_REQUIRED TASK_. All lines from the line containing "Find every instance of the pavement" up to and including the last line of the listing below should be echoed exactly; no other lines belong in the response.

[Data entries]
____

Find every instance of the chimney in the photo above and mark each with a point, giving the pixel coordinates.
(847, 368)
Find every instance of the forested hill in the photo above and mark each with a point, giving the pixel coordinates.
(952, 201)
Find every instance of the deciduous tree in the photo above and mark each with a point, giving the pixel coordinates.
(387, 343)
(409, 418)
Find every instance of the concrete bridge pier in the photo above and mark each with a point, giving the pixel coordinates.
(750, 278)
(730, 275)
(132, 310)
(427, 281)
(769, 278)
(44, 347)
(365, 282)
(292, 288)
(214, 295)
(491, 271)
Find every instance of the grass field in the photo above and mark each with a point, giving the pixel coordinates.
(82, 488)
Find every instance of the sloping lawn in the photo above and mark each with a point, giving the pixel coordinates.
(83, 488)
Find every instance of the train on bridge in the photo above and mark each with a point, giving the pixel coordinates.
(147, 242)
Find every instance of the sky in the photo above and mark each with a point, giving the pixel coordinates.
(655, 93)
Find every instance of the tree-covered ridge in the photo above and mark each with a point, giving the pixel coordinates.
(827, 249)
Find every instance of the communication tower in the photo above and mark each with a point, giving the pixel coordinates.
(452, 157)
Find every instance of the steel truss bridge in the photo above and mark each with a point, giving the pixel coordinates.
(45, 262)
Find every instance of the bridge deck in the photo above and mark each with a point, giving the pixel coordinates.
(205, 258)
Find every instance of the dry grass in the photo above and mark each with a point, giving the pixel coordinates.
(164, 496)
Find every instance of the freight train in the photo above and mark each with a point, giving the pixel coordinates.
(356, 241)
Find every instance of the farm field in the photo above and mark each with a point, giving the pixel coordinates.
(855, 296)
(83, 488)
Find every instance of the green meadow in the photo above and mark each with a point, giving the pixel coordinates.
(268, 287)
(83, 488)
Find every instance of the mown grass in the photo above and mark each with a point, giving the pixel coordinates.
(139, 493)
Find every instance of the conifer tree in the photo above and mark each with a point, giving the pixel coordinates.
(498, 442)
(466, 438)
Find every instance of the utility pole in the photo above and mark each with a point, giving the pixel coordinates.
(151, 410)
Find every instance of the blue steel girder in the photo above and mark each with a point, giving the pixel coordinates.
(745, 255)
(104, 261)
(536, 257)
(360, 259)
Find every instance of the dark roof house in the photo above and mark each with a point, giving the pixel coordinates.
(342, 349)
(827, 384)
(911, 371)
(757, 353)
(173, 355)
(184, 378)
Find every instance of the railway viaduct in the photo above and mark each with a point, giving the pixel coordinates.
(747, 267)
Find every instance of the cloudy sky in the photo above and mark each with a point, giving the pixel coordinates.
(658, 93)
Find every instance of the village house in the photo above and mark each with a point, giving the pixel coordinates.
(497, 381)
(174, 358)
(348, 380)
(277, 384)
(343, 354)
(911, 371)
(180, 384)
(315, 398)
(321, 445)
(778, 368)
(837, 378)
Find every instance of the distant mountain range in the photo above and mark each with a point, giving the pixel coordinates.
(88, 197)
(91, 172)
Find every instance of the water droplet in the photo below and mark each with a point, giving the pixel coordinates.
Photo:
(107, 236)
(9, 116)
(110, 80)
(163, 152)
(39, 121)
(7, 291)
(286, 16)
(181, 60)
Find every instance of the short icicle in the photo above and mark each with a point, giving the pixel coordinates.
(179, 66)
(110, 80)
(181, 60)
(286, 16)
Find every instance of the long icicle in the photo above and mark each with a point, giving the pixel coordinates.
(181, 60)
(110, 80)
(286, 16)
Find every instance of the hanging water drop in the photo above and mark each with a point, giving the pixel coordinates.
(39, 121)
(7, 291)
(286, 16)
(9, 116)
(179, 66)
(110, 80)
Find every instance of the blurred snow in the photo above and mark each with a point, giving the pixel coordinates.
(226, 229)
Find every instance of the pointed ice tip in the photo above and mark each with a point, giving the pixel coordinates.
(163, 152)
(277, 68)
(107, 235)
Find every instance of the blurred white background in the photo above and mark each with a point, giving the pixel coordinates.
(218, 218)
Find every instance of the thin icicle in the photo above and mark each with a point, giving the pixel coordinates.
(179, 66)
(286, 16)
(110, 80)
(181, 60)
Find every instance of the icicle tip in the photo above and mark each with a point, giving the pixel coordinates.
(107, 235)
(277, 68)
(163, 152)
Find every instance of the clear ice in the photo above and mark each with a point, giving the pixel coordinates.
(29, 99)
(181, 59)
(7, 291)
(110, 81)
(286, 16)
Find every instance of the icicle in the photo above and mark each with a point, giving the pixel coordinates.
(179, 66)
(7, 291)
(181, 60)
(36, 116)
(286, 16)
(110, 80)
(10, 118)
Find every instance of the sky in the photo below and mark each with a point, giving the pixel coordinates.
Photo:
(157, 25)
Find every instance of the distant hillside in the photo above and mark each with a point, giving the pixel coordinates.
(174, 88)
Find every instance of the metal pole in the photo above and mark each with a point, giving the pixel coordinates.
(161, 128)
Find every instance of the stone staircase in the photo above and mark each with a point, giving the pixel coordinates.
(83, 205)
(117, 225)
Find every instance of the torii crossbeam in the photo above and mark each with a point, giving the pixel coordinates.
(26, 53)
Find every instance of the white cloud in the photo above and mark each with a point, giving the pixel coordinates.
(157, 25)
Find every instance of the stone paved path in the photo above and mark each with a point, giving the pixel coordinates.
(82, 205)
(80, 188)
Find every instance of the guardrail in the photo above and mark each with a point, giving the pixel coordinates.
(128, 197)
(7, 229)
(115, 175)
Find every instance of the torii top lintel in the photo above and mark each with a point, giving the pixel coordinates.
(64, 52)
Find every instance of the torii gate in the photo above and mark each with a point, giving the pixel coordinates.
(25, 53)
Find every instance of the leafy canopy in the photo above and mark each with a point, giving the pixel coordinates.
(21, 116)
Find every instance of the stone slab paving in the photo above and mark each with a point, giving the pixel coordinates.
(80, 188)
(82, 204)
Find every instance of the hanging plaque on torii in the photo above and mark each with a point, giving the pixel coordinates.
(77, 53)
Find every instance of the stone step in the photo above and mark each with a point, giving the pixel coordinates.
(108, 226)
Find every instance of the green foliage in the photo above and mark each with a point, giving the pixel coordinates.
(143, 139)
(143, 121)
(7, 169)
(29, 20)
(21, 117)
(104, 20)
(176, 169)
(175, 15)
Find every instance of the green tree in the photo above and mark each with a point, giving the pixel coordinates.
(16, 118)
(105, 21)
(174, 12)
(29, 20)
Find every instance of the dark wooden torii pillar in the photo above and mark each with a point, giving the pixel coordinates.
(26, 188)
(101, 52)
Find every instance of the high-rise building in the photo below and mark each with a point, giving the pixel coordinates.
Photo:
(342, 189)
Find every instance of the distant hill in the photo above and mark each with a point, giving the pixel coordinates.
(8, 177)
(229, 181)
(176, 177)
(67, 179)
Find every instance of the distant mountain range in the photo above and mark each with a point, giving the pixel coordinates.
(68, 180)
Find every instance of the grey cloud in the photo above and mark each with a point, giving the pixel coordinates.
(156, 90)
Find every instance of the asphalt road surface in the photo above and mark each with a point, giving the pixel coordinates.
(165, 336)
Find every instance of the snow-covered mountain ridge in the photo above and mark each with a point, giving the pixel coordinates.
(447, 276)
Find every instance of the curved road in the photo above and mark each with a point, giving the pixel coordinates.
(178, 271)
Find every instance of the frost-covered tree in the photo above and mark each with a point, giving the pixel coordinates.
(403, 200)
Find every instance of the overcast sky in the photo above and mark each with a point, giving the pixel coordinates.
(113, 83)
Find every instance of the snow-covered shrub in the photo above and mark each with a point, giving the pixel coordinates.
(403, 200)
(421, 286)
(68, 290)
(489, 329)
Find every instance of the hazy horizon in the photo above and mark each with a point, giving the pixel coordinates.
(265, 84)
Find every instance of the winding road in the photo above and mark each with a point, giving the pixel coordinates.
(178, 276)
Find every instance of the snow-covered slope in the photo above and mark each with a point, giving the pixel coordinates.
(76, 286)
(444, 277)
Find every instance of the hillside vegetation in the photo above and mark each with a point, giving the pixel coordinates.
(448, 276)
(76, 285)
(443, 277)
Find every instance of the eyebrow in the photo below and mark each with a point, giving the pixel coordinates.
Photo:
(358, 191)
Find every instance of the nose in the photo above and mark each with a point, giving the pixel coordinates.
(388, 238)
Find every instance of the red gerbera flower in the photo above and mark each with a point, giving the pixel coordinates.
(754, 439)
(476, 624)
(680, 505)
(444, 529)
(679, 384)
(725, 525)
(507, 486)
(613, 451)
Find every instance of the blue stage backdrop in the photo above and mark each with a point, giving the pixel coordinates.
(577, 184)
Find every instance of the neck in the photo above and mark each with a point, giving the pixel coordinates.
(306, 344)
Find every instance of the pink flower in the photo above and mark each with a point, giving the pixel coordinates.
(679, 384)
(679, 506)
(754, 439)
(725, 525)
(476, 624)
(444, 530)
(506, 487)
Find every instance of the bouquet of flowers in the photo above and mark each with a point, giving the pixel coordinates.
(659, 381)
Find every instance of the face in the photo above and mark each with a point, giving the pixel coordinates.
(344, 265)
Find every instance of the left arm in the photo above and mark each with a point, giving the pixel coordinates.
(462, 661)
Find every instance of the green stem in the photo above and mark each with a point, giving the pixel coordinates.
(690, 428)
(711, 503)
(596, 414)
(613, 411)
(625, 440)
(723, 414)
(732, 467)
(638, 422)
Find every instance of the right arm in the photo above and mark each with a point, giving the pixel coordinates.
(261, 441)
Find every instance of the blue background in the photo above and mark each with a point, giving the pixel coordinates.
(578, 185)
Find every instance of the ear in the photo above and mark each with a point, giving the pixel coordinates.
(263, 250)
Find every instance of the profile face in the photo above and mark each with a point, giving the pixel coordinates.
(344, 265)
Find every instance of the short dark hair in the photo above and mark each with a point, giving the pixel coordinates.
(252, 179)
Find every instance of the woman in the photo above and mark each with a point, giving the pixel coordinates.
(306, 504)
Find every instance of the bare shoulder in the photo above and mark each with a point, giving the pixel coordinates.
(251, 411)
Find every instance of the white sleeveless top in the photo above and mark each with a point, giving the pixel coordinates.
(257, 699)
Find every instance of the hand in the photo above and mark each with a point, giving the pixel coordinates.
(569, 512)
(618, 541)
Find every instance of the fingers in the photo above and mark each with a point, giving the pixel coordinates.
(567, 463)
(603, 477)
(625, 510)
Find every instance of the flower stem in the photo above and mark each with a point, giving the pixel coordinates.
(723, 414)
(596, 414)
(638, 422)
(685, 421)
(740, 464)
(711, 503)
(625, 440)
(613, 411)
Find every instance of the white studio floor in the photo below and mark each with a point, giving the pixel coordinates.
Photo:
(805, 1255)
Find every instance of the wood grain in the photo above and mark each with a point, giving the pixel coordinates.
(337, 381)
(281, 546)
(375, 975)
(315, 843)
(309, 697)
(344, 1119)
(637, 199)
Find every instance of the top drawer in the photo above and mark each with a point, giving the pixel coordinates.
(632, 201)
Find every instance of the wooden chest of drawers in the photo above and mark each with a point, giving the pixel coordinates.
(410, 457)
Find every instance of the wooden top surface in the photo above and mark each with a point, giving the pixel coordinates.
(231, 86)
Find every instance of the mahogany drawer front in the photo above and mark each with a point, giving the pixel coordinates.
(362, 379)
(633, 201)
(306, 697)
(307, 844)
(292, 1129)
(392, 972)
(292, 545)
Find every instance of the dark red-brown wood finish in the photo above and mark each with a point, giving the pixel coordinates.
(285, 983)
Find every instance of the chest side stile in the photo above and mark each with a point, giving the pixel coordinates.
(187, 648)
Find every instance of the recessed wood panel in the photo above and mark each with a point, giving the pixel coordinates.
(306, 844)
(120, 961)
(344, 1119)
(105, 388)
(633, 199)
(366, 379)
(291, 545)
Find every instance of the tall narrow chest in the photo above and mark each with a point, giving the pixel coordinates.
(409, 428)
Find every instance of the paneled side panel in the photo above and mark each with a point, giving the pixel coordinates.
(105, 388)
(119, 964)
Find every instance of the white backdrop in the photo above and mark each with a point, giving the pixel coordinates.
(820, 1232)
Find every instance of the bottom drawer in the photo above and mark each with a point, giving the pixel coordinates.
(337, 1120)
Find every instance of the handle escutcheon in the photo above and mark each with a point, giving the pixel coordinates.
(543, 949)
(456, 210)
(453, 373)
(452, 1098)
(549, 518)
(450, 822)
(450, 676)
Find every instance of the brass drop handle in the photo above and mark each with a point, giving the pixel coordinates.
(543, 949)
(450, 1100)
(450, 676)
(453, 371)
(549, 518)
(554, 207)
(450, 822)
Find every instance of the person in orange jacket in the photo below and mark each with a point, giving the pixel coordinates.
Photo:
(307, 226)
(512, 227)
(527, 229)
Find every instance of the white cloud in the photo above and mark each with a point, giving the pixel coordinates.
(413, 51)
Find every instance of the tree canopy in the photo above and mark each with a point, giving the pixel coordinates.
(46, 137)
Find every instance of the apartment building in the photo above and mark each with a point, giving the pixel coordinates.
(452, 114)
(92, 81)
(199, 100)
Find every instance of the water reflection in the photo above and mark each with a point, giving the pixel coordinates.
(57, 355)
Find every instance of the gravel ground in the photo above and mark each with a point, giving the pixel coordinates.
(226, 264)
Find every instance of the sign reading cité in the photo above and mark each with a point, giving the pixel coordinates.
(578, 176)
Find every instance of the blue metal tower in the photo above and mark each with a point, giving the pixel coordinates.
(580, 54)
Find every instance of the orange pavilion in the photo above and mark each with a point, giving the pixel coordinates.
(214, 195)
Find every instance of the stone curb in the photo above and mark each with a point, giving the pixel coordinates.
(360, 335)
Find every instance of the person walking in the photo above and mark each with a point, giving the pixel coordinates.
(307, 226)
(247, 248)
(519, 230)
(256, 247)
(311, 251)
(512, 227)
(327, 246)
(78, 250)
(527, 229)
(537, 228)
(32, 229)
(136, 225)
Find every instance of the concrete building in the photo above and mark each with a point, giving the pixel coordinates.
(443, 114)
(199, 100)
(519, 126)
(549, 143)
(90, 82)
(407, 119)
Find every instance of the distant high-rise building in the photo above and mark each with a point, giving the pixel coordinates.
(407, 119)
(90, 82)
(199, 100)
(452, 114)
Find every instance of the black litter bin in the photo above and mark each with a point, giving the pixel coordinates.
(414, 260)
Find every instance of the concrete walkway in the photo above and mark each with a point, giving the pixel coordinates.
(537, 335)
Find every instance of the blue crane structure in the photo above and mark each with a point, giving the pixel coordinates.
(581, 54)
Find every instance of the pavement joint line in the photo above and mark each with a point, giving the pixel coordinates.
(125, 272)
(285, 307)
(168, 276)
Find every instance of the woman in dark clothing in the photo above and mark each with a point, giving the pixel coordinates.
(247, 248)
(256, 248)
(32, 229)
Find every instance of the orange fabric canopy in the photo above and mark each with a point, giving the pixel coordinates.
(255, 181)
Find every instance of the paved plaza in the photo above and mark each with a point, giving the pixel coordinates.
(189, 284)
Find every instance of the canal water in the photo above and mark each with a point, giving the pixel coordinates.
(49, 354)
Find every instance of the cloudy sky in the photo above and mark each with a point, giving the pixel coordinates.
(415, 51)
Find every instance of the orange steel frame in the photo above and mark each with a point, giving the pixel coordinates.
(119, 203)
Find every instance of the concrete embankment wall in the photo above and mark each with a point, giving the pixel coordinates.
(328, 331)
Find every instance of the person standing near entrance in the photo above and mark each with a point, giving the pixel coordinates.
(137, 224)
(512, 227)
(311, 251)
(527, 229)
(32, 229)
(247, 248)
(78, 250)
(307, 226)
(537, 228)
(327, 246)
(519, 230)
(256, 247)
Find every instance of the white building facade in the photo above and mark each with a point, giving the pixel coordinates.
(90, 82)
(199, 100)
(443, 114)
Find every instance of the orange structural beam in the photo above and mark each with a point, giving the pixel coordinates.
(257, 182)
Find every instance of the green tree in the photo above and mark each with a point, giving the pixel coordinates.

____

_OUTPUT OF THE TASK_.
Find every instance of the pavement joint line in the photo above and mark each with a point, giving the pixel coordinates.
(125, 272)
(285, 307)
(168, 276)
Find every instance of the woman in dark clothing in the photo above and mark each with a point, giving the pixel coordinates.
(247, 248)
(256, 248)
(32, 229)
Find every instance of the orange fabric canopy in the photo above and mark each with a point, giving the pixel coordinates.
(255, 181)
Find every instance of the paved plaza in the photo above and mark each with a point, giving the pixel coordinates.
(189, 284)
Find every instance of the canal water in the photo above and mark each with a point, giving the pixel coordinates.
(49, 354)
Find every instance of the cloudy sky in the photo above and mark each with a point, giving the pixel coordinates.
(415, 51)
Find every instance of the orange steel frame in the photo above and mark each with a point, giving the pixel coordinates.
(119, 203)
Find every instance of the concrete embankment wall in the photo above and mark each with a point, giving the pixel coordinates.
(328, 331)
Find every instance of the person standing near entrance in the photo above and mark each with a point, giving the pixel coordinates.
(137, 224)
(512, 227)
(311, 251)
(527, 229)
(32, 229)
(247, 248)
(78, 250)
(307, 226)
(537, 228)
(327, 246)
(519, 230)
(256, 247)
Find every instance of the white building facade in the photo above and mark each with a point, giving the pixel coordinates.
(90, 82)
(199, 100)
(443, 114)
Find every instance of the orange structural beam in the photo above and mark each with a point, giving the pixel coordinates.
(257, 182)
Find every instance of the green tree in the photo above and mark each with a point, giving the pixel coordinates.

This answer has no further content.